*** Selected excerpt ***
Cancer Preventative Effects of Isothiocyanates Found In Cruciferous Vegetables
Isothiocyanate compounds found in cruciferous vegetables are believed to have the ability to protect cells from DNA damage. They were also found to have antibacterial, antiviral, and anti-inflammatory effects. The compounds inhibit carcinogens and work against tumor blood vessel formation and tumor migration, as they induce cell death.
A Singaporean study that began documenting the impact that diet has on cancer and other diseases back in 1993 has found evidence that these vegetables may, in fact, have a positive effect in preventing cancer. The research studied 63000 middle-aged and older men and women and followed their eating habits. People that took part in the study had to respond to a 165-question assessment that documented how often they ate each kind of food. The research team conducting the study followed up with the participants throughout the years by making telephone calls and, in 2005, provided biospecimens that helped support the fact that cruciferous vegetable consumption aided in preventing cancer.
The research team collected urine samples that, once tested, showed evidence that the compounds obtained from cruciferous vegetables helped protect participants from cancer. The same samples were used in the present study. Dr. Jian-Min Yuan, Ph.D., from the University of Pittsburgh Cancer Institute, co-authored the recent study and was also the lead researcher conducting the Singaporean study.
Dr. Jian-Min Yuan and lead author Marcin Dyba, Ph.D., have developed the new urine test, which can look for specific ITCs and other compounds and indicate the concentration of each. According to Dr. Dyba, the fact that these foods are beneficial to human health and to cancer prevention is already well-established and known.
The test that Dr. Dyba, Dr. Jian-Min Yuan, and their team have developed can test for the presence of specific compounds found in those vegetables and indicate the strength of each of these compounds. The 10-minute method will be able to help researchers not only identify the presence of these compounds quickly, it will also allow them to quantify exactly how much of each compound is being consumed by the person and how many molecules are absorbed by the body.
According to Dr. Dyba, the 10-minute urine test will also help scientists which of the compounds associated with the consumption of cruciferous vegetables have the strongest cancer preventive effects. The scientific interest that researchers have at the moment, Dr. Dyba goes on to explain, is in finding out exactly how these compounds work and why the help protect the body against the onset of cancer. In-depth research on the action that these compounds have on the human body could not be achieved solely by studying self-reported food logs.
Future Testing Planned for the 10-Minute Urine Test Method
The 10-minute urine test method is expected to be successfully used to log isothiocyanate compound intake in future studies. Plans are already being made to test the new method on animals in order to see if the consistent intake of these compounds can provide significant protection against cancer. If the results do show that these compounds have a positive effect on overall health and reduce the chances of cancer development, researchers could be able to define stronger dietary guidelines and more efficient dietary supplements for cancer patients.
The 10-minute urine test method, developed by researchers at Georgetown Lombardi Comprehensive Cancer Center in Washington, DC, could be used in future population studies examining the effects that certain foods have on cancer risk. Because this testing method can target specific food compounds in the human urine, it can help researchers establish a more accurate link between the effects of an individual’s diet on cancer. This, in turn, will lead to scientists being able to identify and study the most beneficial anticancer foods.
*** End of Selected excerpt ***
*** Information ***
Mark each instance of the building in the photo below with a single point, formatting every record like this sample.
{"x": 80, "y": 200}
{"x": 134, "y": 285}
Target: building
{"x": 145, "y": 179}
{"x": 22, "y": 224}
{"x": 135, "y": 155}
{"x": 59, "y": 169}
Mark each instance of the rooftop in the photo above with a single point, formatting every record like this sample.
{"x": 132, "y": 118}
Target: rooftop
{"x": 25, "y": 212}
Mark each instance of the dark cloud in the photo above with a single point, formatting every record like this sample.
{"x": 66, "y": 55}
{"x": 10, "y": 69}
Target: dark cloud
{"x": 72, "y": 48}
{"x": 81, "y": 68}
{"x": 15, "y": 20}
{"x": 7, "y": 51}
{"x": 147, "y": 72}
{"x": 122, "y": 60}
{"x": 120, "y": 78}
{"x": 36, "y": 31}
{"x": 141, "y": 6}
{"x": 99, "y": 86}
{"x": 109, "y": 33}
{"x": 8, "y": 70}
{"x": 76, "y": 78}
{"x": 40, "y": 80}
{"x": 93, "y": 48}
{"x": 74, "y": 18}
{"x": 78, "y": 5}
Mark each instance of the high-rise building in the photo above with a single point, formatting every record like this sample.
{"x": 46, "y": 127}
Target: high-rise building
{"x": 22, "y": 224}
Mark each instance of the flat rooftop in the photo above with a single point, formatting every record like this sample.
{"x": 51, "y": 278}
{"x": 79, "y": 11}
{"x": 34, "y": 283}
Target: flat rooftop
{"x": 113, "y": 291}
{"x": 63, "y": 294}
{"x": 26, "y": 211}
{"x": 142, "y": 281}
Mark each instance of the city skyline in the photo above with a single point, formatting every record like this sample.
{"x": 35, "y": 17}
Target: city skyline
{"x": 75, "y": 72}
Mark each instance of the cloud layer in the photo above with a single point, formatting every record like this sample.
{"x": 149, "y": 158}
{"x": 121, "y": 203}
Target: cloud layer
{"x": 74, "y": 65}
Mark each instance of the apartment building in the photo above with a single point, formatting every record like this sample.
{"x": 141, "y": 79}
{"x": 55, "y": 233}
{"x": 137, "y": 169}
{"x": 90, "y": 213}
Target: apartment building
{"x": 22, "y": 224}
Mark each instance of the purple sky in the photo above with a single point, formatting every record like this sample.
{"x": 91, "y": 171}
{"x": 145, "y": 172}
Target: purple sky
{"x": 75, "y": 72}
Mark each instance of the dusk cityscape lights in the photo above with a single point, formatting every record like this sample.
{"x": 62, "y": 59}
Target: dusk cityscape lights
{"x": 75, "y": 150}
*** End of Information ***
→ **What you are asked to do**: From the isothiocyanates article above, quote the passage that begins at the words "Dr. Jian-Min Yuan and" and stops after "well-established and known.".

→ **Finished exercise**:
Dr. Jian-Min Yuan and lead author Marcin Dyba, Ph.D., have developed the new urine test, which can look for specific ITCs and other compounds and indicate the concentration of each. According to Dr. Dyba, the fact that these foods are beneficial to human health and to cancer prevention is already well-established and known.